◆ **Task objective**
From the adder build guide below, return the stretch that runs from "Step 5: Wire" up to and including "the last unit.", copied word for word.

>> start Passage

Connect the main power rail to each one of the vertical rails. So that the IC chips can easily be powered without wires going everywhere.
Step 2: Set Up the DIP Switch (Adder)
Two 4-position dip switches are placed on top of the 8-pin IC socket to ensure the firm grip of the board and it is then placed under the power rail. On the other side of the switch, we are going to place arbitrary value resistors* (I used 1k and two 560 in series)
Step 3: What Are These Resistors For???
They are called “Pull-Up” or “Pull-Down” resistors depending on the setup.
We are using these resistors because of something called “Floating Effect”.
Like the picture on the top right, when the switch is closed, the current flows with no problem. However, if the switch is opened, we have no idea to tell if the input is having enough voltages to determine the state and this effect is called the “Floating Effect”.
The logic states are represented by two voltage levels with any voltage below one level regarded as a logic 0, and any voltage above another level regarded as logic 1, but the pin itself cannot tell between whether input logic is 1 or 0 because of the statics or surrounding noises.
To prevent the floating effect, we use pull-up or down resistors like the diagram on the left.
Step 4: Set Up the Logic Gates (Adder)
Place the XOR, AND, OR, XOR, AND gates respectively (4070,74LS08,74LS32, 4070 and 74LS08). Connect the pin 14 of each chip to the positive rail and the pin 7 to the ground rail to activate the logic chips.
Step 5: Wire the Logic Gates (Adder)
Based on the schematic and appropriate datasheet, wire the gates accordingly. It is important to notice that the very first input carry bit is zero, thus it can simply be grounded.
Because we are making a 4-bit ADDER, the output carry will consistently be fed to the input carry of the other FULL ADDER until we get to the last unit.

>> end Passage
>> start Data rows

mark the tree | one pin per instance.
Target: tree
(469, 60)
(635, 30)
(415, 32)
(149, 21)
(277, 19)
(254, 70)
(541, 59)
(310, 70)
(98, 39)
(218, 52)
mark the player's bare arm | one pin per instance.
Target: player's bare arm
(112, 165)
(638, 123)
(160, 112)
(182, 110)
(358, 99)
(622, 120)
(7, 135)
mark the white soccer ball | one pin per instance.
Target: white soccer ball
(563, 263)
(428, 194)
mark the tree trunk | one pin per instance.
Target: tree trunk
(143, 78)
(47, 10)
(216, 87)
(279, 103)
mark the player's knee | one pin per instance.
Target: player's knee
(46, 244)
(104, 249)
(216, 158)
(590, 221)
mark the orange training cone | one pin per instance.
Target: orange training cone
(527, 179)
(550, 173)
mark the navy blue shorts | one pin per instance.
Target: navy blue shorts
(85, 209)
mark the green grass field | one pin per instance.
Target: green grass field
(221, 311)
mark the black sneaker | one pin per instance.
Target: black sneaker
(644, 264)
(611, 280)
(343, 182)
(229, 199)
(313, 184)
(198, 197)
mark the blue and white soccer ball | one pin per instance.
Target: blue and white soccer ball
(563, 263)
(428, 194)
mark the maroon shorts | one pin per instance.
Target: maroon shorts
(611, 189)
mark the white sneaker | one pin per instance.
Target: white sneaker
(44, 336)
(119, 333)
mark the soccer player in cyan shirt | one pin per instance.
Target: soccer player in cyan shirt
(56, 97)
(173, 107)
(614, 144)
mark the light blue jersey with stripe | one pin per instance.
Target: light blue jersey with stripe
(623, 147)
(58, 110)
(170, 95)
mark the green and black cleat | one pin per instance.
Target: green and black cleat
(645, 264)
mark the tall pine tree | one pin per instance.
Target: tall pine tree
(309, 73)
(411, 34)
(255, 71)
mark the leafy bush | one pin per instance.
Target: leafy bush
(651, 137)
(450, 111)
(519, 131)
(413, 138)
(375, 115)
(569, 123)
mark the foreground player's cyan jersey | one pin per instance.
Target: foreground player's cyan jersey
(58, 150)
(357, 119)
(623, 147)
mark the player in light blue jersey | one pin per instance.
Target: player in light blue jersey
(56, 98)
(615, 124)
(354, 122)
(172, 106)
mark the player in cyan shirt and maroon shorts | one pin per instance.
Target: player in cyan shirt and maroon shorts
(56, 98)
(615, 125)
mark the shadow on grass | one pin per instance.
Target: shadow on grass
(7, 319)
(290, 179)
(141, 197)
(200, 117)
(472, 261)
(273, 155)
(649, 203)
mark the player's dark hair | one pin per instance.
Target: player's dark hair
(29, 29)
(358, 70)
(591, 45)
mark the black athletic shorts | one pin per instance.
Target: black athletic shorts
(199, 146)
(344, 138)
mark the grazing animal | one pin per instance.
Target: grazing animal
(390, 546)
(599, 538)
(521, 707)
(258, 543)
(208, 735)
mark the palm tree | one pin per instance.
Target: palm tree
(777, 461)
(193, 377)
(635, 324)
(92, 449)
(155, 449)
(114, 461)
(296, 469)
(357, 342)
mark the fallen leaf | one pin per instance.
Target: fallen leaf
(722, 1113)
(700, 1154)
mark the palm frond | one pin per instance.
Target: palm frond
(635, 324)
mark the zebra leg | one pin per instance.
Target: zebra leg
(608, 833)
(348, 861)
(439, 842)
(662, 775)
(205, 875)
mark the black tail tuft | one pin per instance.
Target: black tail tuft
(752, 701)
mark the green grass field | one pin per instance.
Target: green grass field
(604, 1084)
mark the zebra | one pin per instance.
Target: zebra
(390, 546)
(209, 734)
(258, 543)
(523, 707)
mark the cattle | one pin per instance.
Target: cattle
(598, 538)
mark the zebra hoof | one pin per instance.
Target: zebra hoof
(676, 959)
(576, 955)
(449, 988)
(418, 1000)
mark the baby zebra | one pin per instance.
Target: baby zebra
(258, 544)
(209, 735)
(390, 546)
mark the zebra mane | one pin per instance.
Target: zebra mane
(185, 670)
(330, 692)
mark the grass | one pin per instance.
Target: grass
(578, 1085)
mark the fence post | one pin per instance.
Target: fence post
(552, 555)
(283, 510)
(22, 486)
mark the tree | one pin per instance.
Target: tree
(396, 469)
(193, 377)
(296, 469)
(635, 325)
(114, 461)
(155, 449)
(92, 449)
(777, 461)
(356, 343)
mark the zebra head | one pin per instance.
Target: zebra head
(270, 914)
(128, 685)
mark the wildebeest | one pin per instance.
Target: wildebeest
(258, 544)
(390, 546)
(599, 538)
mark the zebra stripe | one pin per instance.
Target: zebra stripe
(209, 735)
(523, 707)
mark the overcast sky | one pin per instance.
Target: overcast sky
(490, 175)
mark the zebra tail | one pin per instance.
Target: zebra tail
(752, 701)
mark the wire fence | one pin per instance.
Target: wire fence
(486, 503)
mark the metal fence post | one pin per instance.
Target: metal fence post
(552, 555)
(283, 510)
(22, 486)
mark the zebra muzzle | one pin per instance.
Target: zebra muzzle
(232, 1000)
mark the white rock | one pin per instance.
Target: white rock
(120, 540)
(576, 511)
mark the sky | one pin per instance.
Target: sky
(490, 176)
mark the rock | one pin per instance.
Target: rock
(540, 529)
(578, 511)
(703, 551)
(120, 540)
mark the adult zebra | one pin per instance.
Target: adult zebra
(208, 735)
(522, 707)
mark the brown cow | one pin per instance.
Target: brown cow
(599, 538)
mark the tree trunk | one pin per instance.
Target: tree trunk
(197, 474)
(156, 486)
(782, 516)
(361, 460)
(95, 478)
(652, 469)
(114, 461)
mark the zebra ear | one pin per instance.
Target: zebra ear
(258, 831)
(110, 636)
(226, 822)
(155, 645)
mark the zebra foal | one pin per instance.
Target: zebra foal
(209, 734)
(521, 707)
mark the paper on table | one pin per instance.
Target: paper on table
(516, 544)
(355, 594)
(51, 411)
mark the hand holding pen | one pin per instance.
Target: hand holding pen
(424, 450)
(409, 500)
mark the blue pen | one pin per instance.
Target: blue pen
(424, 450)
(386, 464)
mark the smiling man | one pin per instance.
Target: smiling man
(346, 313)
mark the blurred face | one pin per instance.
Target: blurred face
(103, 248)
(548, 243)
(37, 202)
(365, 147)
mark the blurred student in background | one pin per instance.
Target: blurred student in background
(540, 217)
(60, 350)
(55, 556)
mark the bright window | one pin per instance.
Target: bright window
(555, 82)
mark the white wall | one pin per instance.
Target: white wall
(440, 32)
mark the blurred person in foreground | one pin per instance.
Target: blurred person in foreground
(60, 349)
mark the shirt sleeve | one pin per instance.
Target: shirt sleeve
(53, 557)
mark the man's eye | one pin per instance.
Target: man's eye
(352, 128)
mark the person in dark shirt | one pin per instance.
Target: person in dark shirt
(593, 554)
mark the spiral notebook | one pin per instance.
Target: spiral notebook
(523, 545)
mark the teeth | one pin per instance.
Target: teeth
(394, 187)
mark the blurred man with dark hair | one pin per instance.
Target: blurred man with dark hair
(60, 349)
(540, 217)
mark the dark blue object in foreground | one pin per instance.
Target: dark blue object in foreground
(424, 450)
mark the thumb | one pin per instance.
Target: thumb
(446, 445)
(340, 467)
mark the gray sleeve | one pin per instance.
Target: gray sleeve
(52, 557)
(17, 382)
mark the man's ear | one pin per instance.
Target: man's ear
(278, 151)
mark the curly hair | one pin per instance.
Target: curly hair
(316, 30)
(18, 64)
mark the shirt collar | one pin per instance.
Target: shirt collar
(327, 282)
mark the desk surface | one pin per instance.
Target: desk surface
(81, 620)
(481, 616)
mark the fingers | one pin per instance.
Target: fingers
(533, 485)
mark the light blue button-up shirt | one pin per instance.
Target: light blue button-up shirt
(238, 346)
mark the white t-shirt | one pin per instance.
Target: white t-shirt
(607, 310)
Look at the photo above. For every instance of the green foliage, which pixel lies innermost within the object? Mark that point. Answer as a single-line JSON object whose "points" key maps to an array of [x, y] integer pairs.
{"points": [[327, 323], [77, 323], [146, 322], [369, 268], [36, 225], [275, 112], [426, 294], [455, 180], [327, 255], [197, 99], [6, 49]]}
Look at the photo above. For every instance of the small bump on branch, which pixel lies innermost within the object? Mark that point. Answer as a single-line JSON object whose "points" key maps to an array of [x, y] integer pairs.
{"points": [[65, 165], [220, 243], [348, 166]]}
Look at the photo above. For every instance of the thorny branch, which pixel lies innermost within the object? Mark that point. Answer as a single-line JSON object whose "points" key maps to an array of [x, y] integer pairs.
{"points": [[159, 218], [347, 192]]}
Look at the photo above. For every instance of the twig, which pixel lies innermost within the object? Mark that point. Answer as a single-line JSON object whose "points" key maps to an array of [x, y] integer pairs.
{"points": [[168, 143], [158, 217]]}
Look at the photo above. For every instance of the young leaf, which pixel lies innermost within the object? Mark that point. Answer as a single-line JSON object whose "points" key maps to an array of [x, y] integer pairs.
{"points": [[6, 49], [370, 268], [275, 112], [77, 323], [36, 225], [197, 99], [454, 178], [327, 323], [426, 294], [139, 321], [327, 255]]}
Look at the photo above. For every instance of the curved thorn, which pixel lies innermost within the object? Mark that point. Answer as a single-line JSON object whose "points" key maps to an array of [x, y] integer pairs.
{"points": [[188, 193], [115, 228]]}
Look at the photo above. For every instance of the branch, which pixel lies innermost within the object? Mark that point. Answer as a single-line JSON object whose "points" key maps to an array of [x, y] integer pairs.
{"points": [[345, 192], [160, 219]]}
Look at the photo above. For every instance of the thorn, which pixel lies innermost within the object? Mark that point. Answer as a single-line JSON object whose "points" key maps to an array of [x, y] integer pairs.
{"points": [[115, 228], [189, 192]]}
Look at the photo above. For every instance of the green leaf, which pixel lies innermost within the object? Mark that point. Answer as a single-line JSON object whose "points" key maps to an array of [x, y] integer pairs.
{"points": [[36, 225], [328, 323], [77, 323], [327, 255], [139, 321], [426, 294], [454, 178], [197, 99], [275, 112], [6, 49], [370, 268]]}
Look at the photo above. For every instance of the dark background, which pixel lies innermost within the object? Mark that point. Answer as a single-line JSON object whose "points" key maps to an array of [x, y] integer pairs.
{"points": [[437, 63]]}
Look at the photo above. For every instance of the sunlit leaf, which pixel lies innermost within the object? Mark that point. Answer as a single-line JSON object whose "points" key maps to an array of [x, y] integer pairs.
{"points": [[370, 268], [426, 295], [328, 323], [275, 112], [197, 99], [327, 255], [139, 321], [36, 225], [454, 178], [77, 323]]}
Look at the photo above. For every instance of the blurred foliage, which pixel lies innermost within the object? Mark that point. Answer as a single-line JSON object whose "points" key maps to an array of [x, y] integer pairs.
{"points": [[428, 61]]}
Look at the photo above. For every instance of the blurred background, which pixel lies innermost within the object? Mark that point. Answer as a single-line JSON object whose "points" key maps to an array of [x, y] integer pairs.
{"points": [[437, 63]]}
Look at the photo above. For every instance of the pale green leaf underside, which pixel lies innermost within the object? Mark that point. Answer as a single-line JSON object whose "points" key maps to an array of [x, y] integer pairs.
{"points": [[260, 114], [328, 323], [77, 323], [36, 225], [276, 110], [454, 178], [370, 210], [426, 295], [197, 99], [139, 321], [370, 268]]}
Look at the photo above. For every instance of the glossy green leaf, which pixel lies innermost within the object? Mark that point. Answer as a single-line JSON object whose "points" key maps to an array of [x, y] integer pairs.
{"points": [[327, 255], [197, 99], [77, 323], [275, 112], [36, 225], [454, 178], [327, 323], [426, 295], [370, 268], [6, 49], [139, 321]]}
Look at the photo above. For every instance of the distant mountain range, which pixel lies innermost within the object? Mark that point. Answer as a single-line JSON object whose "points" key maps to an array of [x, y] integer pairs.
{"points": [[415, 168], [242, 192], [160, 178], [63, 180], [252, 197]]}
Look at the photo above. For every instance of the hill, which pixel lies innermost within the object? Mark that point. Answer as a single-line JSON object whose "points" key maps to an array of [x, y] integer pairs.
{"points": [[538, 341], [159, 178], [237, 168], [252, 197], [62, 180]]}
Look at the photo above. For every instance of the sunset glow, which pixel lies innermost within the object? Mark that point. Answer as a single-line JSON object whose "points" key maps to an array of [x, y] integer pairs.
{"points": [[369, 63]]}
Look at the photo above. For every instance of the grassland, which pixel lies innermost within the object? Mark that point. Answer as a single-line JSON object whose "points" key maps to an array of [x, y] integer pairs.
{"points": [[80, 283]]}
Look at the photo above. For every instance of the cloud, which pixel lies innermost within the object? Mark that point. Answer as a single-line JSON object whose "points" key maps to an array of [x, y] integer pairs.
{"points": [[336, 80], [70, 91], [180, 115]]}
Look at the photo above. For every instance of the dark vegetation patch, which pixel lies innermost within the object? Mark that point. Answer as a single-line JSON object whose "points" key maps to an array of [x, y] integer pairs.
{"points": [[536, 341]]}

>> end Data rows

◆ **Written response**
Step 5: Wire the Logic Gates (Adder)
Based on the schematic and appropriate datasheet, wire the gates accordingly. It is important to notice that the very first input carry bit is zero, thus it can simply be grounded.
Because we are making a 4-bit ADDER, the output carry will consistently be fed to the input carry of the other FULL ADDER until we get to the last unit.